> _AIM_: Rewrite every row below with "even-odd" replaced by "nonzero" and nothing else changed.

[Shape boundary entries]
□ □ □
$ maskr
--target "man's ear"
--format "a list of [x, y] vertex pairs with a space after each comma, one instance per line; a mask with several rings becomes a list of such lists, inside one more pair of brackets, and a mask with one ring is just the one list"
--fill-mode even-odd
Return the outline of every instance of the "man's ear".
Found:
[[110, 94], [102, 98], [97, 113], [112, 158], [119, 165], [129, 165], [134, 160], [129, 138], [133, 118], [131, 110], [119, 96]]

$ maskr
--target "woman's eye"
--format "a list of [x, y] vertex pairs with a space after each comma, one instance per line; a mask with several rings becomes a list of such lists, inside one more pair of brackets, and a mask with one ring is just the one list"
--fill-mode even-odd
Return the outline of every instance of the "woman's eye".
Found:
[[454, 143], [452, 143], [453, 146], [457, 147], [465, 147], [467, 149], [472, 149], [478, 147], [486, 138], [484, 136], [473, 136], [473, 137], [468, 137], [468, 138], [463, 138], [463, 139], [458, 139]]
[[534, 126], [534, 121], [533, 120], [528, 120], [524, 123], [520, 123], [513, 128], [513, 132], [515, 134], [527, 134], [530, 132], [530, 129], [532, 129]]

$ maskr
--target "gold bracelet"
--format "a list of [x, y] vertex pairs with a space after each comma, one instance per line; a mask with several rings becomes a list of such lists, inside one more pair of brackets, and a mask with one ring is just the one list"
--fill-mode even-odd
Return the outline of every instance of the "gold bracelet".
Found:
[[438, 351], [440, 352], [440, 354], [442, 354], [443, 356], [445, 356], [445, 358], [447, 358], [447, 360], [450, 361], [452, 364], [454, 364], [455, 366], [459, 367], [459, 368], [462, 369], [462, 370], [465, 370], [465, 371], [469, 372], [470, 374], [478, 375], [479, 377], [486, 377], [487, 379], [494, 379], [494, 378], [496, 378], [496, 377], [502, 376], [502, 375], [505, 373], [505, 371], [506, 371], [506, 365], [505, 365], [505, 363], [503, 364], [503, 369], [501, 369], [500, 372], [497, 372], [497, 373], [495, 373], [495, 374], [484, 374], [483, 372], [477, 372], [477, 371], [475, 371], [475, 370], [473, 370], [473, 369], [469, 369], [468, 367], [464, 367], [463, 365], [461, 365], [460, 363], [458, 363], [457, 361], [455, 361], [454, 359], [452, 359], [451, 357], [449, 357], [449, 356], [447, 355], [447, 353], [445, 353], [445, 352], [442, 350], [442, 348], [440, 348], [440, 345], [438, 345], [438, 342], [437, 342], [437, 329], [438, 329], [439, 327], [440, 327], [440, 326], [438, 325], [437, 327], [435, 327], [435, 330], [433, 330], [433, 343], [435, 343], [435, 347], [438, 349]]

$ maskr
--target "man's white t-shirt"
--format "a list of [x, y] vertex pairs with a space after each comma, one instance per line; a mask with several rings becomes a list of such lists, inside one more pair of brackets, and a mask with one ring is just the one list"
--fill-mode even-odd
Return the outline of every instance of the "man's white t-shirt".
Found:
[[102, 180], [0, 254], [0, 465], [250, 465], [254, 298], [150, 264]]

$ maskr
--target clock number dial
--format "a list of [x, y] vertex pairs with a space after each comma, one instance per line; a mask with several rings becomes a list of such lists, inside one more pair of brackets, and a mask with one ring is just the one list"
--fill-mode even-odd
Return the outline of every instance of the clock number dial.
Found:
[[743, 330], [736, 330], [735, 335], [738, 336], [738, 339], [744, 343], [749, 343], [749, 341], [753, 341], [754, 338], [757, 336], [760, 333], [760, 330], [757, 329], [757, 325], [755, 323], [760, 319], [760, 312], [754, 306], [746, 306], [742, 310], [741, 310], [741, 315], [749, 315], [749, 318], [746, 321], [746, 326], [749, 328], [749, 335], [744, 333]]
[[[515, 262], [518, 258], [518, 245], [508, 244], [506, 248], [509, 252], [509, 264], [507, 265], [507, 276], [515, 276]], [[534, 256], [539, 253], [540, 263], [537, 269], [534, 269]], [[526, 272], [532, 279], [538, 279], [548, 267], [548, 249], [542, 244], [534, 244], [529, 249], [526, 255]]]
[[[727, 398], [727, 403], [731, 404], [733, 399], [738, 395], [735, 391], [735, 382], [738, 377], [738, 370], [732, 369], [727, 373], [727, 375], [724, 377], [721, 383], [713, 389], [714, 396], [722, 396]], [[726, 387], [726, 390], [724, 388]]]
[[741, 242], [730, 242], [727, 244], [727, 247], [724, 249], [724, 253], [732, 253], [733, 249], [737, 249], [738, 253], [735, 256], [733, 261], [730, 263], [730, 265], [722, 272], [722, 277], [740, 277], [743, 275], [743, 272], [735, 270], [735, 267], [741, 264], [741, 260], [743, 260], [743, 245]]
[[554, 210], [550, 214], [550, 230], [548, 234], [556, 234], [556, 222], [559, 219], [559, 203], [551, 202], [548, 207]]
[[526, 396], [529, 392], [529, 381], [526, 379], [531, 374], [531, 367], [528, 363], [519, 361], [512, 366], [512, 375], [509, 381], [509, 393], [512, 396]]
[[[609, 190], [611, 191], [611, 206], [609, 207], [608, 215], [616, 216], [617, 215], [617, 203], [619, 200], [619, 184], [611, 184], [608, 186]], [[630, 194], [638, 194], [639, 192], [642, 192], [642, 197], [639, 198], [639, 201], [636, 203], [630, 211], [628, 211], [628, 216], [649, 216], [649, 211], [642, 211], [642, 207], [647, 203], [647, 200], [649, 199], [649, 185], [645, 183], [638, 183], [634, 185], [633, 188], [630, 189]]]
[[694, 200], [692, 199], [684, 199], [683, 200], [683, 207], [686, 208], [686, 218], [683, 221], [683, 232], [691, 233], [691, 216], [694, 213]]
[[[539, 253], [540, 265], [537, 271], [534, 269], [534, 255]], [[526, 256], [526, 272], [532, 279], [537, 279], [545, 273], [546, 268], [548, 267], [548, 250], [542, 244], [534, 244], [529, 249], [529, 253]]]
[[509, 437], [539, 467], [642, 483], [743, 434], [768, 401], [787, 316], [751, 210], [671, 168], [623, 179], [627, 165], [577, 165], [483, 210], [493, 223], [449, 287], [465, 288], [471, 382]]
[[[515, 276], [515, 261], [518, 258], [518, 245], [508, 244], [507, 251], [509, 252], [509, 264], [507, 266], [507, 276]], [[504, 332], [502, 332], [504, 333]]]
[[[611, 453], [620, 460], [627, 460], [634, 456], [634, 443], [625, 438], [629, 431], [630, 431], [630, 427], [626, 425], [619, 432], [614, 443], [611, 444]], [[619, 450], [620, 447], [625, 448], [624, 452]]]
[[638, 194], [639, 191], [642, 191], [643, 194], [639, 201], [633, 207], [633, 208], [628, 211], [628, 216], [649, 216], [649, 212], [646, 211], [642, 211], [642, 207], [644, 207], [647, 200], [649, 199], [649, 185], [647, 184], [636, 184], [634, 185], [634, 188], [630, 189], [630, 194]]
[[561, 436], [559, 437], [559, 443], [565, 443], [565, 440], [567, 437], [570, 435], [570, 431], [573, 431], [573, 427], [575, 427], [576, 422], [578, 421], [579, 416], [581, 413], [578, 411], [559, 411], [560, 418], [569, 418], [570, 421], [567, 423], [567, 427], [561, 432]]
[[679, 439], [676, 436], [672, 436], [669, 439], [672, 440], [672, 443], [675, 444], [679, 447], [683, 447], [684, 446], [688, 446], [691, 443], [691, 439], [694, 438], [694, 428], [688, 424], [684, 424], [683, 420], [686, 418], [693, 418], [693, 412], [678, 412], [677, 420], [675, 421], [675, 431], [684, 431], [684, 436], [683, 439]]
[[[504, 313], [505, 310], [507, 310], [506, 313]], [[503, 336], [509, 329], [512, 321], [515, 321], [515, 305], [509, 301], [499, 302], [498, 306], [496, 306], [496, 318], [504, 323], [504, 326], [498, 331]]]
□ □ □
> _SOLUTION TO THIS PROBLEM_:
$ maskr
--target "man's ear"
--format "a list of [x, y] vertex pairs with a space after each comma, one instance per line; a mask with several rings becomes a list of such lists, inside one more pair of brackets, and a mask with one ring is just the one list"
--fill-mode nonzero
Return the outline of every instance of the "man's ear".
Found:
[[110, 94], [102, 98], [97, 113], [112, 158], [119, 165], [129, 165], [134, 160], [129, 138], [133, 118], [131, 110], [119, 96]]

$ maskr
--target "woman's eye"
--format "a list of [x, y] vertex pairs with a space after each comma, one instance per line; a mask with several rings becomes a list of such lists, inside one more pair of brackets, and a mask with one ring is just the one list"
--fill-mode nonzero
Return the outline of every instance of the "woman's eye".
Found:
[[454, 143], [452, 143], [453, 146], [457, 147], [465, 147], [467, 149], [472, 149], [478, 147], [486, 138], [484, 136], [473, 136], [473, 137], [468, 137], [468, 138], [463, 138], [463, 139], [458, 139]]
[[534, 126], [534, 121], [533, 120], [528, 120], [524, 123], [520, 123], [513, 128], [513, 132], [515, 134], [527, 134], [530, 132], [530, 129], [532, 129]]

$ maskr
--target "gold bracelet"
--format "a list of [x, y] vertex pairs with a space after each comma, one instance per line; a mask with several rings becomes a list of such lists, inside one more pair of brackets, and a mask with one ring is just the one list"
--fill-mode nonzero
Return the outline of every instance of the "gold bracelet".
Found:
[[438, 351], [440, 352], [440, 354], [442, 354], [443, 356], [445, 356], [445, 358], [447, 358], [447, 360], [450, 361], [452, 364], [454, 364], [455, 366], [459, 367], [459, 368], [462, 369], [462, 370], [465, 370], [465, 371], [469, 372], [470, 374], [478, 375], [479, 377], [486, 377], [487, 379], [494, 379], [494, 378], [496, 378], [496, 377], [502, 376], [502, 375], [505, 373], [505, 371], [506, 371], [506, 365], [505, 365], [505, 363], [503, 364], [503, 369], [501, 369], [500, 372], [497, 372], [497, 373], [495, 373], [495, 374], [484, 374], [483, 372], [477, 372], [477, 371], [475, 371], [475, 370], [473, 370], [473, 369], [469, 369], [468, 367], [464, 367], [463, 365], [461, 365], [460, 363], [458, 363], [457, 361], [455, 361], [454, 359], [452, 359], [451, 357], [449, 357], [449, 356], [447, 355], [447, 353], [445, 353], [445, 352], [442, 350], [442, 348], [440, 348], [440, 345], [438, 345], [438, 342], [437, 342], [437, 329], [438, 329], [439, 327], [440, 327], [440, 326], [438, 325], [437, 327], [435, 327], [435, 330], [433, 330], [433, 343], [435, 343], [435, 347], [438, 349]]

$ maskr
--target "man's white t-shirt"
--format "a list of [x, y] vertex pairs with a space after each comma, one instance per line; a mask with several rings becomes a list of such lists, inside one more pair of brackets, and a mask with one ring is just the one list"
--fill-mode nonzero
Return the outline of every instance of the "man's white t-shirt".
Found:
[[102, 180], [0, 254], [0, 465], [250, 465], [254, 298], [150, 264]]

$ maskr
--target clock number dial
--format "a list of [x, y] vertex pairs with a space after each comma, one instance per line; a mask with several rings becomes a list of such lists, inside one more pair of brackets, and a mask with one ring is just the one list"
--fill-mode nonzero
Return the outline of every instance of the clock number dial.
Found:
[[743, 330], [736, 330], [735, 335], [738, 336], [738, 339], [744, 343], [749, 343], [749, 341], [753, 341], [754, 338], [757, 336], [760, 333], [760, 330], [757, 329], [757, 325], [755, 323], [760, 319], [760, 312], [754, 306], [746, 306], [742, 310], [741, 310], [741, 315], [749, 315], [749, 318], [746, 321], [746, 326], [749, 328], [749, 335], [744, 333]]
[[[515, 262], [518, 258], [518, 245], [508, 244], [506, 248], [509, 252], [509, 264], [507, 265], [507, 276], [515, 276]], [[534, 256], [539, 253], [540, 263], [537, 269], [534, 269]], [[526, 272], [532, 279], [538, 279], [548, 267], [548, 249], [542, 244], [534, 244], [529, 249], [526, 255]]]
[[[727, 398], [727, 403], [731, 404], [733, 399], [738, 395], [735, 391], [735, 382], [738, 377], [738, 370], [732, 369], [727, 373], [727, 375], [724, 377], [721, 383], [713, 389], [714, 396], [722, 396]], [[726, 387], [726, 390], [724, 388]]]
[[741, 242], [730, 242], [727, 244], [727, 247], [724, 249], [724, 253], [732, 253], [733, 249], [737, 249], [738, 253], [735, 256], [733, 261], [730, 263], [730, 265], [722, 272], [722, 277], [740, 277], [743, 275], [743, 272], [735, 270], [735, 267], [741, 264], [741, 260], [743, 260], [743, 245]]
[[554, 210], [550, 214], [550, 230], [548, 234], [556, 234], [556, 222], [559, 219], [559, 203], [551, 202], [548, 207]]
[[526, 396], [529, 392], [529, 381], [526, 379], [531, 374], [531, 367], [528, 363], [519, 361], [512, 366], [512, 375], [509, 381], [509, 393], [512, 396]]
[[[609, 190], [611, 191], [611, 206], [609, 207], [608, 215], [616, 216], [617, 215], [617, 203], [619, 200], [619, 184], [611, 184], [608, 186]], [[630, 194], [638, 194], [639, 192], [642, 192], [642, 197], [639, 198], [639, 201], [636, 203], [630, 211], [628, 211], [628, 216], [649, 216], [649, 211], [642, 211], [642, 207], [647, 203], [647, 200], [649, 199], [649, 185], [645, 183], [638, 183], [634, 185], [633, 188], [630, 189]]]
[[694, 200], [692, 199], [684, 199], [683, 200], [683, 207], [686, 208], [686, 218], [683, 221], [683, 232], [691, 233], [691, 216], [694, 213]]
[[[539, 253], [540, 265], [537, 271], [534, 269], [534, 255]], [[526, 256], [526, 272], [532, 279], [537, 279], [545, 273], [546, 268], [548, 267], [548, 250], [542, 244], [534, 244], [529, 249], [529, 253]]]
[[509, 437], [539, 467], [642, 483], [743, 434], [768, 401], [787, 316], [751, 210], [671, 168], [623, 179], [627, 165], [577, 165], [483, 210], [493, 223], [449, 287], [465, 288], [471, 382]]
[[[515, 276], [515, 261], [518, 258], [518, 245], [508, 244], [507, 251], [509, 252], [509, 264], [507, 266], [507, 276]], [[504, 332], [502, 332], [504, 333]]]
[[[611, 453], [620, 460], [627, 460], [634, 456], [634, 443], [625, 438], [629, 431], [630, 431], [630, 427], [626, 425], [619, 432], [614, 443], [611, 444]], [[619, 450], [620, 447], [625, 448], [624, 452]]]
[[638, 194], [639, 191], [642, 191], [643, 194], [639, 201], [633, 207], [633, 208], [628, 211], [628, 216], [649, 216], [649, 212], [646, 211], [642, 211], [642, 207], [644, 207], [647, 200], [649, 199], [649, 185], [647, 184], [636, 184], [634, 185], [634, 188], [630, 189], [630, 194]]
[[561, 436], [559, 437], [559, 443], [565, 443], [565, 440], [567, 437], [570, 435], [570, 431], [573, 431], [573, 427], [575, 427], [576, 422], [578, 421], [579, 416], [581, 413], [578, 411], [559, 411], [560, 418], [569, 418], [570, 421], [567, 423], [567, 427], [561, 432]]
[[679, 439], [676, 436], [672, 436], [669, 439], [672, 440], [672, 443], [675, 444], [679, 447], [683, 447], [684, 446], [688, 446], [691, 443], [691, 439], [694, 438], [694, 428], [688, 424], [684, 424], [683, 420], [686, 418], [693, 418], [693, 412], [678, 412], [677, 420], [675, 421], [675, 431], [684, 431], [684, 436], [683, 439]]
[[[504, 313], [505, 310], [507, 310], [506, 313]], [[503, 336], [509, 329], [512, 321], [515, 321], [515, 305], [509, 301], [499, 302], [498, 306], [496, 306], [496, 318], [504, 323], [504, 326], [498, 331]]]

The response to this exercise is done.